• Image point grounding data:
.....
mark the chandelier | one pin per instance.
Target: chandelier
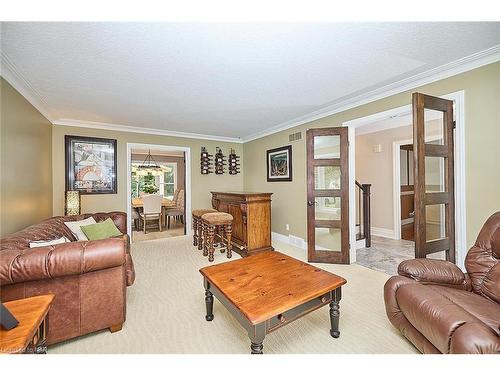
(149, 166)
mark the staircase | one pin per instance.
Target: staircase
(363, 231)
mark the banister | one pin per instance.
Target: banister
(365, 213)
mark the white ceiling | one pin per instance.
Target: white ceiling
(231, 80)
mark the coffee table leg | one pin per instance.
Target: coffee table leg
(257, 334)
(335, 313)
(209, 301)
(257, 348)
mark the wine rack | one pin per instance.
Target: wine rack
(219, 161)
(206, 161)
(233, 162)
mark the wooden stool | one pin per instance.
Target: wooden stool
(223, 224)
(198, 227)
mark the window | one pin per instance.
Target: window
(165, 182)
(168, 181)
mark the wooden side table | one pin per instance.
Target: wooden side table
(31, 333)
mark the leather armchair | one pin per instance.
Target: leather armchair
(440, 309)
(88, 278)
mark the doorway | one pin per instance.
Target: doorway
(392, 119)
(158, 175)
(327, 195)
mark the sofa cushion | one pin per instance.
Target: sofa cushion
(432, 314)
(483, 260)
(102, 230)
(75, 227)
(43, 243)
(483, 309)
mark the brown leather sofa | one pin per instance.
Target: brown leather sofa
(88, 278)
(440, 309)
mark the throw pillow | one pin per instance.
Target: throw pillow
(74, 227)
(43, 243)
(102, 230)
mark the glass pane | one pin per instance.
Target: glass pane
(327, 208)
(435, 222)
(169, 176)
(434, 127)
(434, 174)
(327, 147)
(328, 239)
(326, 177)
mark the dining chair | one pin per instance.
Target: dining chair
(178, 210)
(135, 217)
(152, 206)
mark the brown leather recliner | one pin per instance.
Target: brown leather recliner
(88, 278)
(442, 310)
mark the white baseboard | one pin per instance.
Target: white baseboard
(383, 232)
(290, 240)
(360, 244)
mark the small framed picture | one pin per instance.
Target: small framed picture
(279, 164)
(90, 165)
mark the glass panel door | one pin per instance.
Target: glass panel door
(434, 176)
(327, 195)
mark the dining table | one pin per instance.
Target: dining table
(166, 203)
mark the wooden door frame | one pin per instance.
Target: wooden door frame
(187, 181)
(460, 204)
(320, 255)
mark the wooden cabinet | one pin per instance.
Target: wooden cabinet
(252, 219)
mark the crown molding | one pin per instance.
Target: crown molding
(136, 129)
(462, 65)
(12, 75)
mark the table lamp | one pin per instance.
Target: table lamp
(72, 204)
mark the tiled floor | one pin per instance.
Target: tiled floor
(385, 254)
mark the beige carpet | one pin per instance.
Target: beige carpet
(166, 312)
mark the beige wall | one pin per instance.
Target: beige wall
(201, 184)
(179, 162)
(376, 168)
(26, 162)
(482, 132)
.....
• PROBLEM:
Exclude the pictures and transcribe all of the entries exactly.

• ANSWER BOX:
mark the chandelier | one pin per instance.
Target: chandelier
(149, 166)
mark the staircase | one pin per instance.
Target: staircase
(363, 231)
mark the banister | one pin per instance.
Target: banister
(365, 213)
mark the white ceiling | one pin per instance.
Target: white ceiling
(231, 80)
mark the coffee table leg | one pin per instance.
Target: coffee table leg
(257, 334)
(335, 313)
(209, 301)
(257, 348)
mark the wine rack | one pin per instance.
Target: wine rack
(219, 161)
(206, 161)
(233, 162)
mark the wooden stool | one pin per instance.
Target: wooden stool
(223, 224)
(198, 227)
mark the window | one pin per instance.
Target: window
(165, 182)
(168, 181)
mark the wooden side table | one pin per instance.
Target: wooden side table
(31, 333)
mark the leather armchair | one pin per instance.
Target: leather armchair
(440, 309)
(88, 278)
mark the doorway | one pin per instance.
Target: doorway
(392, 119)
(158, 175)
(327, 195)
mark the sofa cushion | one pin per instance.
Target: sofa cushion
(432, 314)
(483, 260)
(102, 230)
(75, 227)
(43, 243)
(483, 309)
mark the brown leather sofa | one pin per instance.
Target: brown leather sofa
(88, 278)
(440, 309)
mark the throw pillow | one pin per instance.
Target: throw pillow
(74, 227)
(43, 243)
(102, 230)
mark the glass pane | one pin per instance.
Target: glass pane
(327, 208)
(435, 222)
(169, 176)
(434, 127)
(434, 174)
(327, 147)
(328, 239)
(326, 177)
mark the dining chair | one pin per instance.
Target: dining chair
(178, 210)
(135, 217)
(152, 206)
mark the brown leather recliner | one pin per instance.
Target: brown leather recliner
(88, 278)
(442, 310)
mark the white baseboard | one pin per instance.
Target: white baseboard
(383, 232)
(290, 240)
(360, 244)
mark the small framed picture | one pin per instance.
Target: small framed picture
(279, 164)
(90, 165)
mark the glass panel door | one pin per instance.
Target: glass panel door
(434, 176)
(327, 195)
mark the dining table | one pin per instance.
Target: dining table
(166, 203)
mark the wooden door frame | one pin per instance.
Target: wooden door frame
(187, 181)
(460, 204)
(320, 255)
mark the wooden cabinet | one pin per instance.
Target: wooden cabinet
(252, 219)
mark the crown molding | one pin per instance.
Target: crown molding
(136, 129)
(462, 65)
(12, 75)
mark the table lamp | one pin per instance.
Target: table lamp
(72, 204)
mark the tiled floor | one pin per instance.
Target: tiled floor
(385, 254)
mark the beige carpet | one pin per instance.
Target: beige carpet
(166, 312)
mark the beige wall | one pin per instance.
Target: beige wall
(201, 184)
(179, 162)
(376, 168)
(26, 162)
(482, 132)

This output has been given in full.